*** PASSAGE SHOWN ***
Blog Author: Jamie Rauscher, LVT
A mentor is “an experienced and trusted advisor to someone.” I believe that a true mentor is so much more than that. A mentor is not only an advisor but a friend as well. Twenty years ago, I met my mentor, who has since become one of the most influential people in my life. My practice owner started years ago as my boss…over the years, she has become one of my most trusted confidants and closest friends. We have formed a relationship that has allowed us to be open and honest. We can give each other feedback on our life situations, whether personal or professional and know that the feedback is impartial and sincere. As a teacher, she has always been willing to step back and let me learn, make mistakes, and grow from them. She truly enjoys her career, and being able to teach someone something new gives her joy. She is my biggest advocate and supporter in life, personally and professionally. Always willing to listen, she is a great resource for me to bounce things off of, and I know she will be truthful in her feedback. The special thing about our mentor/mentee relationship is that we have been growing it for two decades. We are always tweaking it and molding it to both of our needs. At this point in our lives, our relationship has grown so much that we are often on the same page about many things, from our day-to-day work interactions to our family lives. But, in the end, we still depend on each other to keep both of us on our toes and make sure we are doing beneficial things, always growing and never accepting the fact that we cannot learn and do more than we already do.
*** STORED DATA ***
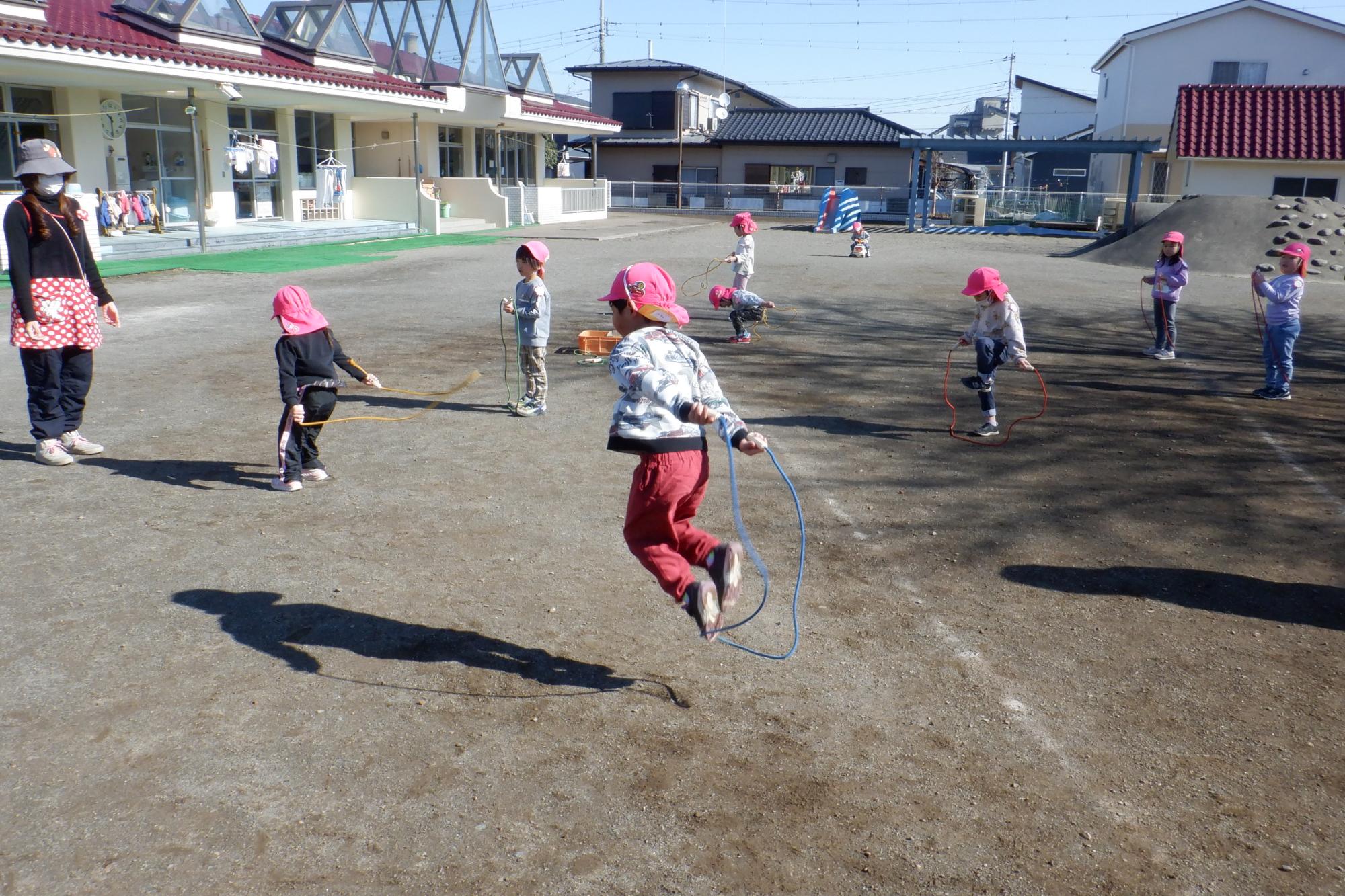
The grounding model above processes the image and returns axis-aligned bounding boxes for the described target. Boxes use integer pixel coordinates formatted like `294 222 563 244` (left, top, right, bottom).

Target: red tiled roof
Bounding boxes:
519 99 621 128
1173 85 1345 160
0 0 444 99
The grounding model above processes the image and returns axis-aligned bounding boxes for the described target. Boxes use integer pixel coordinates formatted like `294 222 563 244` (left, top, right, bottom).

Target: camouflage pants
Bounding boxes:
518 345 546 401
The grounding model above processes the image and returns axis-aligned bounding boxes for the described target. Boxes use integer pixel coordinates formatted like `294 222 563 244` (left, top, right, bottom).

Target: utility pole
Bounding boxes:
999 52 1018 202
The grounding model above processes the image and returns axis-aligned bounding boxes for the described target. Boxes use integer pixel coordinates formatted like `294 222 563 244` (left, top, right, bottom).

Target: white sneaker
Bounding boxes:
35 438 75 467
61 429 102 455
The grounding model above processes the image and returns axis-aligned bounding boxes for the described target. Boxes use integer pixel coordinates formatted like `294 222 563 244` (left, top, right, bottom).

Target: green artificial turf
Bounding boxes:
0 230 514 286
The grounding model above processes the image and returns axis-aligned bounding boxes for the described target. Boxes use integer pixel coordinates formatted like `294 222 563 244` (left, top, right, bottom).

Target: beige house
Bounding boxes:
1088 0 1345 194
0 0 620 259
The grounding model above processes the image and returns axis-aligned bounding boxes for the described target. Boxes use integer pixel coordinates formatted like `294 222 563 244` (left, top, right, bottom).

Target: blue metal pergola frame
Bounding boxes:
898 137 1162 233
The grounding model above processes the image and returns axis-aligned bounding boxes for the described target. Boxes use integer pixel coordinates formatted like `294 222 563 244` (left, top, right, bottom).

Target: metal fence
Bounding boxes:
560 187 607 215
611 180 1180 225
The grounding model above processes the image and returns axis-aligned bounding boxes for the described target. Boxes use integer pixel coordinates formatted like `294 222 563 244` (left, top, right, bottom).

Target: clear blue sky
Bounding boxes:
243 0 1345 130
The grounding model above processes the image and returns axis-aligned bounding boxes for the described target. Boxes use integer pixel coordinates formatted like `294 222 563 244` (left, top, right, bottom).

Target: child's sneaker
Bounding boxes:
962 375 995 391
34 438 75 467
679 581 724 641
61 429 102 455
705 541 742 611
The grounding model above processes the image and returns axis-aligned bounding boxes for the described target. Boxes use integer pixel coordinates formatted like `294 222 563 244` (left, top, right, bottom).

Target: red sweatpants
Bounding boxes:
623 451 720 600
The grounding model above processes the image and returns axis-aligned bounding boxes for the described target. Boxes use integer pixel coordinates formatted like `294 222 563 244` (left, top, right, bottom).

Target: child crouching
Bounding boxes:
599 262 767 641
710 286 775 343
958 268 1032 436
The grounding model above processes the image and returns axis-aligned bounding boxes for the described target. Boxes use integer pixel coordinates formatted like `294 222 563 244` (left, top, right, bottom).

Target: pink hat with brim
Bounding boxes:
523 239 551 266
599 261 691 327
270 286 327 336
962 268 1009 301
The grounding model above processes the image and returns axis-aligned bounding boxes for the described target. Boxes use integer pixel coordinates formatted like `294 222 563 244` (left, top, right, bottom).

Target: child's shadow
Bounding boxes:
174 588 643 700
0 441 274 491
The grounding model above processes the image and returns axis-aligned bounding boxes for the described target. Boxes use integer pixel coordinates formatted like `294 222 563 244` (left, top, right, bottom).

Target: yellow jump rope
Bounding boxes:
299 370 482 426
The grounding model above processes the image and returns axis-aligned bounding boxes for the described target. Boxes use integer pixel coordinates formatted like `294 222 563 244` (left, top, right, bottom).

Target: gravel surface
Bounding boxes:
0 220 1345 896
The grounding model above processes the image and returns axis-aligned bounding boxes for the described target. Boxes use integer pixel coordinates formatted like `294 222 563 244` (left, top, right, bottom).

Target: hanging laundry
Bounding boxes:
257 140 280 173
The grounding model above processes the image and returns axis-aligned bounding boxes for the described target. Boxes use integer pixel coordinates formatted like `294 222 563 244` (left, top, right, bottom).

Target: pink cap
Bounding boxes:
270 286 327 336
523 239 549 266
962 268 1009 301
1279 242 1313 276
599 261 691 327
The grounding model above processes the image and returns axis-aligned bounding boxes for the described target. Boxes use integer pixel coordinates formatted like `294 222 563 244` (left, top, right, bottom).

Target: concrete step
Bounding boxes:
438 218 495 234
101 223 420 261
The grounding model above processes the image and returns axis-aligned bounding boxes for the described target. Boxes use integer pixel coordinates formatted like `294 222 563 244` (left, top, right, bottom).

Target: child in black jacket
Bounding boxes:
270 286 382 491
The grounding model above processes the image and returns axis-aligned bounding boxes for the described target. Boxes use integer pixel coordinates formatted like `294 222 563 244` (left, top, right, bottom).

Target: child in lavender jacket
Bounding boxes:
1139 230 1190 360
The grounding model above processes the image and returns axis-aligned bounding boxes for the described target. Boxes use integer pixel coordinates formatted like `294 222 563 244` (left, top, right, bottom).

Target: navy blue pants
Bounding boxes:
976 336 1009 419
1154 298 1177 351
19 345 93 440
280 389 336 482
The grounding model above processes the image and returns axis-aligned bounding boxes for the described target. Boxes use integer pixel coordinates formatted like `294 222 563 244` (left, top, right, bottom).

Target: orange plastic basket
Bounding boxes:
580 329 621 355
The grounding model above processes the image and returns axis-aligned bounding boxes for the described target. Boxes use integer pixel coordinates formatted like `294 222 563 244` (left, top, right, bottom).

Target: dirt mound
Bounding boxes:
1080 196 1345 280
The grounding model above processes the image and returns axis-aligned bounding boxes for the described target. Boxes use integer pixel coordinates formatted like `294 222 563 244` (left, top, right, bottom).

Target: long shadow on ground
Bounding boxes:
174 588 636 690
1001 564 1345 631
0 441 276 491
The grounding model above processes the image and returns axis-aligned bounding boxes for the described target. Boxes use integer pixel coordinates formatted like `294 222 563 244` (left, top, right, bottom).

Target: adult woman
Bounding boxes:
4 140 121 467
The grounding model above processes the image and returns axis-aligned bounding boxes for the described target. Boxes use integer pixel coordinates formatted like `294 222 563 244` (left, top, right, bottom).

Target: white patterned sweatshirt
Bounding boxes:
962 292 1028 360
729 233 756 277
607 327 748 454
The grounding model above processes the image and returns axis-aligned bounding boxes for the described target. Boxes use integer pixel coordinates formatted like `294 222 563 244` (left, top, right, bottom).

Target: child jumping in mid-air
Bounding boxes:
1139 230 1190 360
725 211 757 289
850 220 873 258
710 286 775 343
270 286 383 491
504 239 551 417
1252 242 1313 401
599 262 767 641
958 268 1032 436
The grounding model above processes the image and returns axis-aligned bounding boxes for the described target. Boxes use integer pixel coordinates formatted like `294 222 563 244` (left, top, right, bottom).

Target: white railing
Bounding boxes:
609 180 1180 223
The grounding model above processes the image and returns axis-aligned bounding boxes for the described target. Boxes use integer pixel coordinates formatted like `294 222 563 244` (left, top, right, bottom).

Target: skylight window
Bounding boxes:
116 0 261 43
261 0 374 63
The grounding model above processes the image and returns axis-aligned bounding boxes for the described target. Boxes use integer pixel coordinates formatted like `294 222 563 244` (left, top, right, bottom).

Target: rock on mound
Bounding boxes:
1081 196 1345 280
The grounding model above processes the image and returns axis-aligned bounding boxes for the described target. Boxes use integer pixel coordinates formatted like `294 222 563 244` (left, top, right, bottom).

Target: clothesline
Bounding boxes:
***
PROBLEMS TO SOLVE –
- 1) Decide whether each statement agrees with the blog post on mentorship. For each one, answer yes or no and quote the words from the post that settle it.
(a) The author met the mentor twenty years ago.
(b) The mentor prefers to prevent the author from making mistakes.
(c) The mentor was originally the author's boss.
- 2) According to the blog post on mentorship, what gives the mentor joy?
- 3) Extend the blog post on mentorship past its final sentence.

SET OF ANSWERS –
- 1)
(a) Yes: "Twenty years ago, I met my mentor"
(b) No: "she has always been willing to step back and let me learn, make mistakes, and grow from them."
(c) Yes: "My practice owner started years ago as my boss"

- 2) Being able to teach someone something new gives her joy.

- 3)
Is that the case with all mentor relationships? No. Many people have mentors who help guide them professionally, advising or training them in a certain area of expertise. A mentor helps to develop a partnership between someone with vast experience and someone who wants to learn. Why does this relationship just have to be professional? Why cannot it be personal as well? Does it become more of a personal relationship than a work one in the long run? We spend so much time each day with the people we work with, sometimes more than the time we spend with our family. The people we work with become a different type of family to us, allowing us to continue the relationships long past the end of the work day.
Everyone can be a mentor in their own way. I believe that a mentor should be someone who is honest, a good teacher, and patient. A mentor needs to be someone who is able to devote time to the person they are mentoring and allow them to be a part of their life in more than just a professional setting. Needing a mentor does not stop just because the work day ends. People seeking mentorship need it 24/7, 365 days a year. Being able to devote time to being a mentor is not something everyone can do all the time. Depending on our lives and schedules, being a mentor is something only a select set of people can accomplish. You need to be able to devote the time to the person as they need it, not as you deem fit. Everyone is different, and your mentee’s needs will vary depending on the situation.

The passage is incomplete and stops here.